◆ **TASK DESCRIPTION**
All of the entries need to be repeated exactly. Leave nothing out.

◆ **STORED DATA**
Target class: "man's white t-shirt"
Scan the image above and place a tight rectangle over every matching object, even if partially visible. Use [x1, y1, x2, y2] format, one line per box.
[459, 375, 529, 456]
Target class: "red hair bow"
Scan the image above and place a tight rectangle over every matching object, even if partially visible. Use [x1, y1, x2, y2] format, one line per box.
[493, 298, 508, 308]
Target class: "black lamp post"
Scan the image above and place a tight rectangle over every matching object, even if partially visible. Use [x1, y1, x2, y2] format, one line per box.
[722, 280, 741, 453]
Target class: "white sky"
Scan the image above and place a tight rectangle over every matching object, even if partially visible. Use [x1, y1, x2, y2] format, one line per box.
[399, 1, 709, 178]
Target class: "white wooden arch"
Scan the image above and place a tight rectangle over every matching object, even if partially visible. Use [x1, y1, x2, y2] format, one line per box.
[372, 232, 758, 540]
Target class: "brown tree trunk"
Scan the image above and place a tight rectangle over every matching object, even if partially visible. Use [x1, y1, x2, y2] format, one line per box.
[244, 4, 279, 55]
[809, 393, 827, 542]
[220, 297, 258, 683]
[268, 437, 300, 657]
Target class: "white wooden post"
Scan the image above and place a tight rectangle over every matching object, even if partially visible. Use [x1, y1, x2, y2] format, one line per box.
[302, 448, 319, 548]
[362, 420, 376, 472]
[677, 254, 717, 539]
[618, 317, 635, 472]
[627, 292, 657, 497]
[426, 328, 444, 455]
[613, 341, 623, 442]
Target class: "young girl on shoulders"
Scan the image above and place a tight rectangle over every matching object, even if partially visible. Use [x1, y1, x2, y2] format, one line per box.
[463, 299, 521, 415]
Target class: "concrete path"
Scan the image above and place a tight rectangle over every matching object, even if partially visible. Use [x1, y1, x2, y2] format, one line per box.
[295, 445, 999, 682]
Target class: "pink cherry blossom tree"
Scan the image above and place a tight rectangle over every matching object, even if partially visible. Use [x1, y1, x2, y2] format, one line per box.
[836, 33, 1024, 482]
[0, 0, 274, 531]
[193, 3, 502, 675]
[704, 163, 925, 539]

◆ **EXERCISE RESPONSE**
Target class: "man's white t-shirt"
Scan the image above and place a tight rectangle over every matching object, even if partially visible. Use [x1, y1, x2, y2] format, one line per box.
[459, 375, 529, 456]
Target class: "red hair bow"
Scan the image above and place a tight rectangle over every matching object, even if partially visible. Use [x1, y1, x2, y2] format, one line per box.
[493, 298, 508, 308]
Target class: "black lamp post"
Scan the image above and place a tight rectangle over every matching object, even if partially visible. Use [x1, y1, x2, y2] format, one line per box.
[722, 280, 741, 453]
Target class: "white sky"
Scan the image above and place a tight rectangle over every matching object, even if partially visible. Use [x1, y1, x2, y2] format, one line per box.
[399, 1, 709, 178]
Target class: "white wooden arch"
Scan the image above and place a tight rectangle over every matching object, even if partially visible. Use [x1, y1, x2, y2] format, one line per box.
[372, 232, 758, 540]
Target class: "brown tree trunk"
Scan the image above and place a tight rectangle over every matching object, even if partially visible. Use [x1, y1, x2, y2] format, one line per box.
[244, 4, 279, 55]
[809, 393, 827, 542]
[220, 297, 258, 683]
[268, 437, 300, 657]
Target class: "white wooden post"
Scan the image above and place a tight rectangle over every matching object, even if partially visible. Use [x1, y1, x2, y2] format, one line per box.
[302, 448, 319, 548]
[362, 420, 376, 472]
[677, 254, 717, 539]
[618, 317, 635, 472]
[627, 292, 657, 497]
[426, 328, 444, 455]
[613, 341, 623, 442]
Target class: "young girl on shoulders"
Scan the image above and place a tight rectangle over every matching object, even if partially visible. Use [x1, y1, x2, y2] format, one line per box.
[463, 299, 521, 415]
Target class: "concrete path"
Scan the image above and place a tight rectangle over every matching object, even if partially visible. Use [x1, y1, x2, y2] format, one line per box.
[295, 445, 999, 682]
Target class: "pink cherry blossom tree"
Scan the image above and place a tight rectangle over every matching object, even if partially visible. Use [x1, y1, x2, y2] format, one line per box.
[836, 33, 1024, 482]
[0, 0, 274, 531]
[193, 3, 502, 675]
[704, 163, 925, 539]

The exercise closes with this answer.